Copy out all the entries word for word.

· · · · · · ·

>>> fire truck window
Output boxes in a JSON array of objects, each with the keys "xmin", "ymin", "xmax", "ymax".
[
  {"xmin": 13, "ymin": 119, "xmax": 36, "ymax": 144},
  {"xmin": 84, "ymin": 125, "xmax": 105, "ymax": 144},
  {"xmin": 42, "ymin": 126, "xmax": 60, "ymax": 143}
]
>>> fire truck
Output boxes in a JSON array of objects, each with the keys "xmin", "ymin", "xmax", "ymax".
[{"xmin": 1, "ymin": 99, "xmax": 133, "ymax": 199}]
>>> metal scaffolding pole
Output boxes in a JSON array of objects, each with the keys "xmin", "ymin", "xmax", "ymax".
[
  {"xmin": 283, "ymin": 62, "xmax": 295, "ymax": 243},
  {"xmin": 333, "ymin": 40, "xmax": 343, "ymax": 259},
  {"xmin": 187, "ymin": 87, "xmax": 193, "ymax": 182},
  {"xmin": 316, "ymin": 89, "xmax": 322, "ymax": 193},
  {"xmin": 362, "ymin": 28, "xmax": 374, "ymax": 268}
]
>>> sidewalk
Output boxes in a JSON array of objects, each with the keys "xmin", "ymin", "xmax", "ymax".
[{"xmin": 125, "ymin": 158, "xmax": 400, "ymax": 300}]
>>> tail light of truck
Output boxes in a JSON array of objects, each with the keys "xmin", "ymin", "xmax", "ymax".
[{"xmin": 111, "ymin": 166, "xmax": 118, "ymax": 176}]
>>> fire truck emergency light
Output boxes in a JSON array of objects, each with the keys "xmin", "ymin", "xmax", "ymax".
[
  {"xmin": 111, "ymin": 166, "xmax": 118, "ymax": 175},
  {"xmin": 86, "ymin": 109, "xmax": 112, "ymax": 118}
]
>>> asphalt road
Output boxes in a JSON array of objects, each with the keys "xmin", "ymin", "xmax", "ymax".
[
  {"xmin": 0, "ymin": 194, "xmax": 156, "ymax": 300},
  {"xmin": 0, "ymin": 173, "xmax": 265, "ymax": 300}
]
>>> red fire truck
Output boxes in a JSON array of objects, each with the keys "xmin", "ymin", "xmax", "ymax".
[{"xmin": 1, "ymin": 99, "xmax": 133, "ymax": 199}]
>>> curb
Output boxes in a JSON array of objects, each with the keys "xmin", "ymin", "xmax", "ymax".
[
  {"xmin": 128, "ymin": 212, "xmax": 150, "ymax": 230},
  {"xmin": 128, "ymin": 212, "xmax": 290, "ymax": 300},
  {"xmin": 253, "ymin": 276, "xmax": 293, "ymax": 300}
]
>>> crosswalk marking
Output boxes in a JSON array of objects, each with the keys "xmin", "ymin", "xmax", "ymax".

· · · · · · ·

- Output of the exercise:
>>> fire truck window
Output boxes in a JSON array of objects, each with the keys "xmin", "ymin", "xmax", "ymax".
[
  {"xmin": 13, "ymin": 119, "xmax": 36, "ymax": 144},
  {"xmin": 84, "ymin": 125, "xmax": 105, "ymax": 144},
  {"xmin": 42, "ymin": 126, "xmax": 60, "ymax": 143}
]
>>> fire truck
Output boxes in a JSON array of objects, each with the keys "xmin", "ymin", "xmax", "ymax".
[{"xmin": 1, "ymin": 99, "xmax": 133, "ymax": 199}]
>>> metal scaffolding pole
Output boxes in a JSON array of objects, each with the keys "xmin", "ymin", "xmax", "ymax".
[
  {"xmin": 283, "ymin": 62, "xmax": 295, "ymax": 243},
  {"xmin": 333, "ymin": 40, "xmax": 343, "ymax": 259},
  {"xmin": 187, "ymin": 87, "xmax": 193, "ymax": 182},
  {"xmin": 316, "ymin": 89, "xmax": 322, "ymax": 193},
  {"xmin": 362, "ymin": 28, "xmax": 374, "ymax": 268}
]
>>> sidewalk
Output boxes in a JSON array of objects, each with the keys "xmin", "ymin", "xmax", "ymax".
[{"xmin": 125, "ymin": 158, "xmax": 400, "ymax": 300}]
>>> tail light of truck
Output boxes in a JSON array of objects, each with the keys "xmin", "ymin", "xmax", "ymax".
[{"xmin": 111, "ymin": 166, "xmax": 118, "ymax": 176}]
>>> fire truck emergency light
Output boxes in a JSON array of objects, each with the keys "xmin", "ymin", "xmax", "ymax".
[
  {"xmin": 111, "ymin": 166, "xmax": 118, "ymax": 175},
  {"xmin": 86, "ymin": 109, "xmax": 112, "ymax": 118}
]
>>> asphalt road
Output boxes in a JSON array of objects, each with the keys "xmin", "ymin", "xmax", "ymax".
[
  {"xmin": 0, "ymin": 194, "xmax": 156, "ymax": 300},
  {"xmin": 0, "ymin": 173, "xmax": 265, "ymax": 300}
]
>>> red fire truck
Output boxes in a JSON array of objects, each with the keys "xmin", "ymin", "xmax", "ymax".
[{"xmin": 1, "ymin": 99, "xmax": 133, "ymax": 199}]
>>> curb
Output boxes in a JSON array of objects, each with the keys "xmin", "ymin", "xmax", "ymax".
[
  {"xmin": 128, "ymin": 212, "xmax": 150, "ymax": 230},
  {"xmin": 128, "ymin": 212, "xmax": 290, "ymax": 300},
  {"xmin": 253, "ymin": 276, "xmax": 293, "ymax": 300}
]
>>> crosswalk marking
Output boxes in a JSON array of objects, each with the keys "xmin", "ymin", "xmax", "ymax".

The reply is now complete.